* **节选内容**:
实验跟踪#

备注

本指南适用于所有定义自定义训练循环的训练器。这包括 TorchTrainerTensorflowTrainer

大多数实验跟踪库都可以开箱即用地与 Ray Train 一起工作。本指南提供了如何设置代码的说明,以便您喜欢的实验跟踪库可以用于 Ray Train 的分布式训练。指南的末尾列出了常见错误,以帮助调试设置。

以下伪代码展示了如何在 Ray Train 中使用原生实验跟踪库调用:

from ray.train.torch import TorchTrainer
from ray.train import ScalingConfig

def train_func():
    # Training code and native experiment tracking library calls go here.

scaling_config = ScalingConfig(num_workers=2, use_gpu=True)
trainer = TorchTrainer(train_func, scaling_config=scaling_config)
result = trainer.fit()

Ray Train 允许你通过自定义 train_func 函数内部的跟踪逻辑来使用本地的实验跟踪库。通过这种方式,你可以将实验跟踪逻辑移植到 Ray Train 中,只需进行最小的改动。

* **所列数据行**:
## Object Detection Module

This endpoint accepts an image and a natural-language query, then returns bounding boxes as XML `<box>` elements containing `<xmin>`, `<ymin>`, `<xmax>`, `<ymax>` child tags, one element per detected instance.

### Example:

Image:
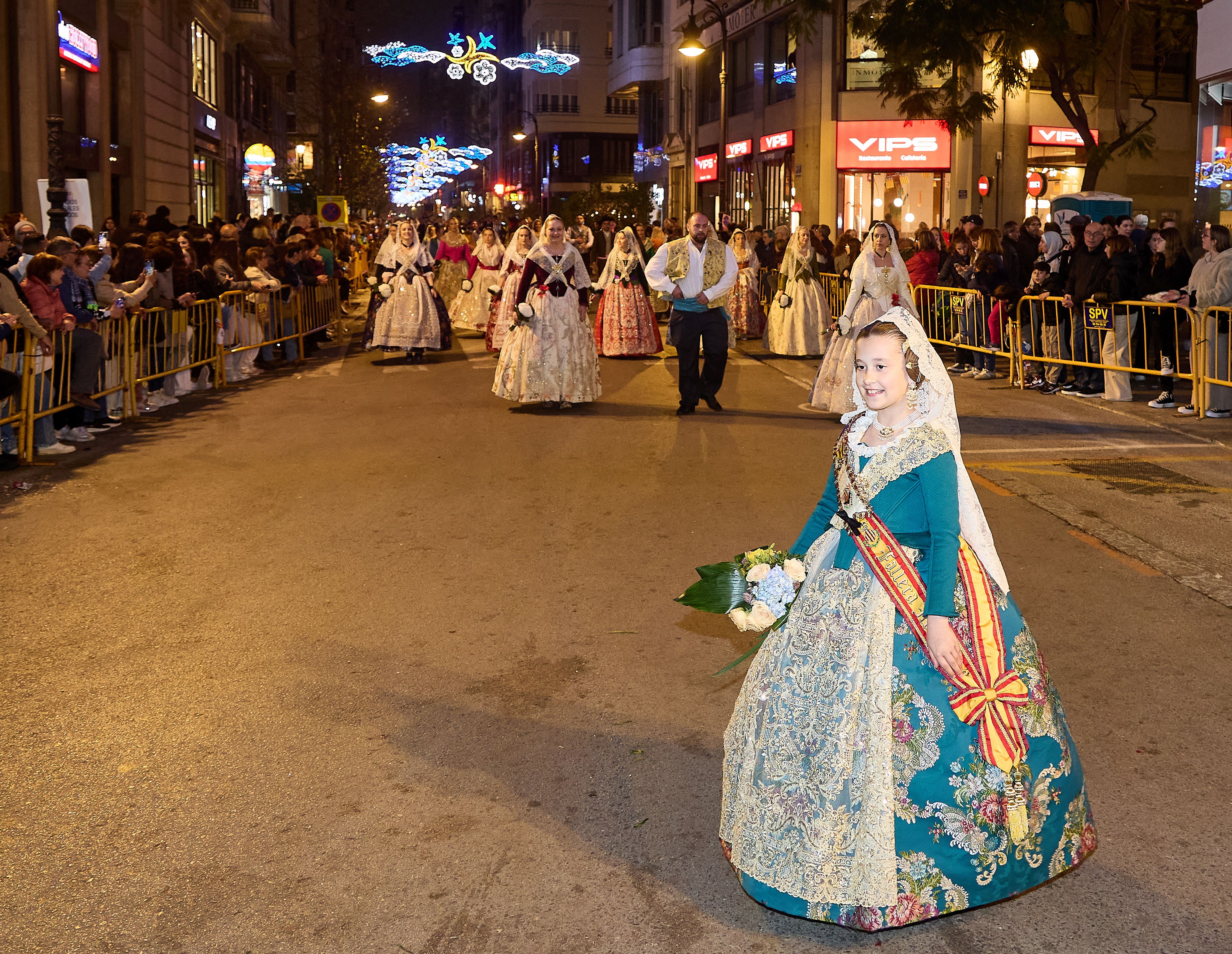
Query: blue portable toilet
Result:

* **任务要求**: 把关于实验跟踪的节选内容从“大多数实验跟踪库都可以开箱即用地与 Ray Train”开始、到“result = trainer.fit()”结束重写一遍，并将其中的“实验跟踪库”都换成“实验追踪工具”。 上面这些数据行用不到。

* **完成结果**:
大多数实验追踪工具都可以开箱即用地与 Ray Train 一起工作。本指南提供了如何设置代码的说明,以便您喜欢的实验追踪工具可以用于 Ray Train 的分布式训练。指南的末尾列出了常见错误,以帮助调试设置。

以下伪代码展示了如何在 Ray Train 中使用原生实验追踪工具调用:

from ray.train.torch import TorchTrainer
from ray.train import ScalingConfig

def train_func():
    # Training code and native experiment tracking library calls go here.

scaling_config = ScalingConfig(num_workers=2, use_gpu=True)
trainer = TorchTrainer(train_func, scaling_config=scaling_config)
result = trainer.fit()